Hidden History: Inside the Abandoned J.W. Cooper School in Shenandoah, Pennsylvania
Pennsylvania’s coal country features some of the state’s most beautiful architecture and some amazingly intriguing downtowns. Unfortunately, with the decline of the coal industry, much of the region is in a state of decay. While buildings are being lost every year, there is an effort underway to save some of the most important buildings in the region. The J.W. Cooper School in Shenandoah is one of these buildings.
Shenandoah was a typical anthracite coal town in Schuylkill County, Pennsylvania. Increased immigration to the region, especially from Lithuania, and the opening of new coal mines, worked together to drive up the population of the area. In fact, in the 1920s and 1930s, Shenandoah, Pennsylvania, was the most densely populated place in the United States, with 30,000 people living within its one-square-mile borders.
This growing population created a greater demand for school buildings. The new Shenandoah High School was built in the center of town and was slated to open in 1918. However, at that time the Spanish Flu raging and the local hospital was overwhelmed. Because of this, the new school was commandeered as a temporary hospital and morgue for the community.
Finally, a year later, in May 1919, the school was dedicated as the new high school. While it was dubbed Shenandoah High School when it opened, the name would later be changed to the J.W. Cooper School to honor the community’s long-term school supervisor.
Somewhat surprisingly, it’s a bit of a challenge to find much information online about the school’s history and those that attended the school. However, Jerry Wolman, who was at onetime a part-owner of the Philadelphia Eagles and the Philadelphia Flyers, went to school here.
The J.W. Cooper School closed as a high school in the spring of 1981 and opened as an elementary school. It remained an elementary school until it was closed for good in 1994.
From the 1990s until 2009, the school was owned by a series of owners, many of whom did little to nothing to preserve the building. In fact, one previous owner removed much of the school’s plumbing, stained glass, and brass railings from the building.

[Stored items]
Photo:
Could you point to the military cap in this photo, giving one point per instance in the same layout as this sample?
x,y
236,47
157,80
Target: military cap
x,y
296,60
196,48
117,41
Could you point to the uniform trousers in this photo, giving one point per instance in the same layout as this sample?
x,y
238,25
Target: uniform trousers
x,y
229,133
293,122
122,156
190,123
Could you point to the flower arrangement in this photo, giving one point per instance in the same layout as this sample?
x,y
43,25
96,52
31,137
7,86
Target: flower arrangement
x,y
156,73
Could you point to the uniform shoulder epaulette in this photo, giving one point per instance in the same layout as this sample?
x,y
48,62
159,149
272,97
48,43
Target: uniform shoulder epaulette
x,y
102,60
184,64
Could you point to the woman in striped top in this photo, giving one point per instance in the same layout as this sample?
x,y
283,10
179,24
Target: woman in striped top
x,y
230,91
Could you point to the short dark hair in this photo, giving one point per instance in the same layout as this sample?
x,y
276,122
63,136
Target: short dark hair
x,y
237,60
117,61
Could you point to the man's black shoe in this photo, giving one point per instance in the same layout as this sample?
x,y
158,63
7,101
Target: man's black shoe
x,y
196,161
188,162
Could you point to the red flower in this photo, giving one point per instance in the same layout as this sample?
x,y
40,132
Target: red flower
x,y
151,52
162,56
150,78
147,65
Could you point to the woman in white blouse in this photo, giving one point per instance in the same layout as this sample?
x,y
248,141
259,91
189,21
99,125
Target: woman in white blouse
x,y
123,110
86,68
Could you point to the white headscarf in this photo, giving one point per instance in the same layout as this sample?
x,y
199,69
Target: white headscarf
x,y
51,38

=== What you should do ===
Retype the J.W. Cooper School article word for word, starting with "This growing population" and going on through "for the community.".

=== Exercise result ===
This growing population created a greater demand for school buildings. The new Shenandoah High School was built in the center of town and was slated to open in 1918. However, at that time the Spanish Flu raging and the local hospital was overwhelmed. Because of this, the new school was commandeered as a temporary hospital and morgue for the community.